## Source information
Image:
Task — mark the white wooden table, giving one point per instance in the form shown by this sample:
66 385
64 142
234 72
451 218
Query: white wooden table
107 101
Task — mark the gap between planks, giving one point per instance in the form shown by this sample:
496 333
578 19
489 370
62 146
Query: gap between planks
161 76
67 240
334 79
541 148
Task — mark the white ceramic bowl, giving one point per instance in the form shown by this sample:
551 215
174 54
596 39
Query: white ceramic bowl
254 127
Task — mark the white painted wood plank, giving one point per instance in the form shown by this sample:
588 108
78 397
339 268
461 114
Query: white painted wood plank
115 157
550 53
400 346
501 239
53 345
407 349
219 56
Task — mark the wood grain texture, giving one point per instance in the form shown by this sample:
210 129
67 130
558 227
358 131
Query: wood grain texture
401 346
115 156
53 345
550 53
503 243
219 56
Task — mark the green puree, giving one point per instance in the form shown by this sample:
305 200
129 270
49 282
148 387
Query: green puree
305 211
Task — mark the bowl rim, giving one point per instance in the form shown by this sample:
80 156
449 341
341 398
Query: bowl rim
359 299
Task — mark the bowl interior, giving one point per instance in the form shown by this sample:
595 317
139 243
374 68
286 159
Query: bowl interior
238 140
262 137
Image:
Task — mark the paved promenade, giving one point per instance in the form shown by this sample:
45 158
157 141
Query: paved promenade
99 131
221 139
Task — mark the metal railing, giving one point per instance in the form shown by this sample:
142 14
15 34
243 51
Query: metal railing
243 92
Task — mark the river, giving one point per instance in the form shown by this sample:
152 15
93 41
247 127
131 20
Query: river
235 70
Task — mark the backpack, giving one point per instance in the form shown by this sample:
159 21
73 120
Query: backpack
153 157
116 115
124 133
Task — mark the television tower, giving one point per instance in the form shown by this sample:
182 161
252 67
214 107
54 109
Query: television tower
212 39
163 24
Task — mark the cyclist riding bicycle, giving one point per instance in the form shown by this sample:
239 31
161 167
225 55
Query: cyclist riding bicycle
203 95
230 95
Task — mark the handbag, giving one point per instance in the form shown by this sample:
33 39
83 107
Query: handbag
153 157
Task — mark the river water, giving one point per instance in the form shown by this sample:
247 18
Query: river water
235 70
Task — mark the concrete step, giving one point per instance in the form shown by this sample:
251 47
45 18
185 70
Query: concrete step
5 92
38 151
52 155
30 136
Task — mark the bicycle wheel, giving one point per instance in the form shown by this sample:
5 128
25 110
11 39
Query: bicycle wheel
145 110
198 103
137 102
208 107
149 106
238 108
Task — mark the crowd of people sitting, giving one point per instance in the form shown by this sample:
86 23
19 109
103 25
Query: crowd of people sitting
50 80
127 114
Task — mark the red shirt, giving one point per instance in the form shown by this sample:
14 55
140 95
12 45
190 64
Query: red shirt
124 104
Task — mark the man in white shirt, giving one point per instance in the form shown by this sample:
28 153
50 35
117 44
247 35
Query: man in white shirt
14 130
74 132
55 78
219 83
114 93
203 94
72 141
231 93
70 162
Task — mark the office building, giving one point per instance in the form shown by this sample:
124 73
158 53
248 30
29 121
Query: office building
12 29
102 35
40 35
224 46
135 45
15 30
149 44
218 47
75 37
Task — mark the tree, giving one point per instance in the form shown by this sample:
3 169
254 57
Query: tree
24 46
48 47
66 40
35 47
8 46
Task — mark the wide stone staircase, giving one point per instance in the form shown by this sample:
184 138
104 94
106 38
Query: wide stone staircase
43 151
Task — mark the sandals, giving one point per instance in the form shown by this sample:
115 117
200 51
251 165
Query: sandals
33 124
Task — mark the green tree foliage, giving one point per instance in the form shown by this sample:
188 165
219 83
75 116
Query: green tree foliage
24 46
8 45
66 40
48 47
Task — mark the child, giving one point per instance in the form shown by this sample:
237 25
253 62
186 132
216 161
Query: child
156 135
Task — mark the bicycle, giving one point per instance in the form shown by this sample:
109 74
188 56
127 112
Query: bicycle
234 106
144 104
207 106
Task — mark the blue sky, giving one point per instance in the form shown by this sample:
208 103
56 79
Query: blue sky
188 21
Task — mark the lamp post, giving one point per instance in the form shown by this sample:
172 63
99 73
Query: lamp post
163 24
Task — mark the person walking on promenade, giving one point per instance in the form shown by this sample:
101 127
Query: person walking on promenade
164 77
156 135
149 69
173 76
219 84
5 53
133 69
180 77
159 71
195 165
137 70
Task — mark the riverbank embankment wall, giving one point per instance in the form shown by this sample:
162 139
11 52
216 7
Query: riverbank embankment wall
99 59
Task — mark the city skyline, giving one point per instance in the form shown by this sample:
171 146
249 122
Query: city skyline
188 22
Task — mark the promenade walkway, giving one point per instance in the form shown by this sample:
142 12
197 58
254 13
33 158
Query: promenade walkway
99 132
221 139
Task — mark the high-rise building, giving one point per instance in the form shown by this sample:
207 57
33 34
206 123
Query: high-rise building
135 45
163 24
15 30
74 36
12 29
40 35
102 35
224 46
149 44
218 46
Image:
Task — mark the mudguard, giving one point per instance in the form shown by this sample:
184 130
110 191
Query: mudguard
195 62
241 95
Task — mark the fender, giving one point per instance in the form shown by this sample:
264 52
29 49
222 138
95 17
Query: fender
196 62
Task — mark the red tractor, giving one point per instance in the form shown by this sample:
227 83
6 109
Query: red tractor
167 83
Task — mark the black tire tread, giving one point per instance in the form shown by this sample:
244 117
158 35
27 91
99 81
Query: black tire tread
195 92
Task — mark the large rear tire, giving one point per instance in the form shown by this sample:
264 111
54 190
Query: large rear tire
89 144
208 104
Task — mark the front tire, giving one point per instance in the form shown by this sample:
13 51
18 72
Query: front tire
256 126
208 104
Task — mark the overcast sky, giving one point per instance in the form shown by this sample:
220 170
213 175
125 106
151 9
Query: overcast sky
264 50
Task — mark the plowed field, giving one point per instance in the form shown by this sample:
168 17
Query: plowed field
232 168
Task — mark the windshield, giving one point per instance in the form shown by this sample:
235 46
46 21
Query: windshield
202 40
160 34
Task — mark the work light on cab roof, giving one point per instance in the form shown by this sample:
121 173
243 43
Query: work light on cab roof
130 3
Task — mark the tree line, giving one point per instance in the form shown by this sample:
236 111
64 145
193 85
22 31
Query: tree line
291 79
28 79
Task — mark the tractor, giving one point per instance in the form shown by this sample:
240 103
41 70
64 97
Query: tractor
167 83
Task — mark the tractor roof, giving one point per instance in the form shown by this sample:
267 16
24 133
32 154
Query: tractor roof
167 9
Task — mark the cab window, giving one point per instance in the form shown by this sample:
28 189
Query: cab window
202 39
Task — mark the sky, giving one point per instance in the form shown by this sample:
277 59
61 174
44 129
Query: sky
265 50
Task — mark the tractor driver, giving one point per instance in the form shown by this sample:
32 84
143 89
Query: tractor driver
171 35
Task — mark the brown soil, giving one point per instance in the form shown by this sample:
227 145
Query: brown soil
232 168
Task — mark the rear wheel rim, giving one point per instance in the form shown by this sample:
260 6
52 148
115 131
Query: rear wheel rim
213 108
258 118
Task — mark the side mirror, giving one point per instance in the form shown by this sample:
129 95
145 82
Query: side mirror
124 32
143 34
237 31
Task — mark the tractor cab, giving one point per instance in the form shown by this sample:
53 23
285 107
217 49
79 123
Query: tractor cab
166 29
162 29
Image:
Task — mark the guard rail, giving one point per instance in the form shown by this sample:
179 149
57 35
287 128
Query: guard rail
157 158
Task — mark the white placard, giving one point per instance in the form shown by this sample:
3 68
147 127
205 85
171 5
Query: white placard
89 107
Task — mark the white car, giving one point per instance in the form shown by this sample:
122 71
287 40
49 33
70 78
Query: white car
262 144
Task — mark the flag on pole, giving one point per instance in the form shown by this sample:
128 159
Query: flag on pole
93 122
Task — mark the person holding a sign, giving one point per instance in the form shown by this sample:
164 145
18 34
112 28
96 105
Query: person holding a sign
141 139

## What to produce
The answer should be nothing more than the lines from the one with "Query: tractor cab" through the end of the entries, restated word for word.

## Response to the exercise
Query: tractor cab
166 29
162 29
Image:
Task — mark the guard rail, giving one point per instance in the form shown by this sample:
179 149
57 35
287 128
Query: guard rail
157 158
Task — mark the white placard, giving one point per instance in the form shown by this sample:
3 68
147 127
205 85
171 5
Query: white placard
89 107
Task — mark the white car, giving one point per instance in the form shown by this sample:
122 71
287 40
49 33
70 78
Query: white car
262 144
Task — mark the flag on pole, giving one point per instance in the form shown by this sample:
128 159
Query: flag on pole
93 122
Task — mark the person holding a sign, giving one point per instance in the form shown by this sample:
164 145
18 34
112 28
96 105
Query: person holding a sign
141 139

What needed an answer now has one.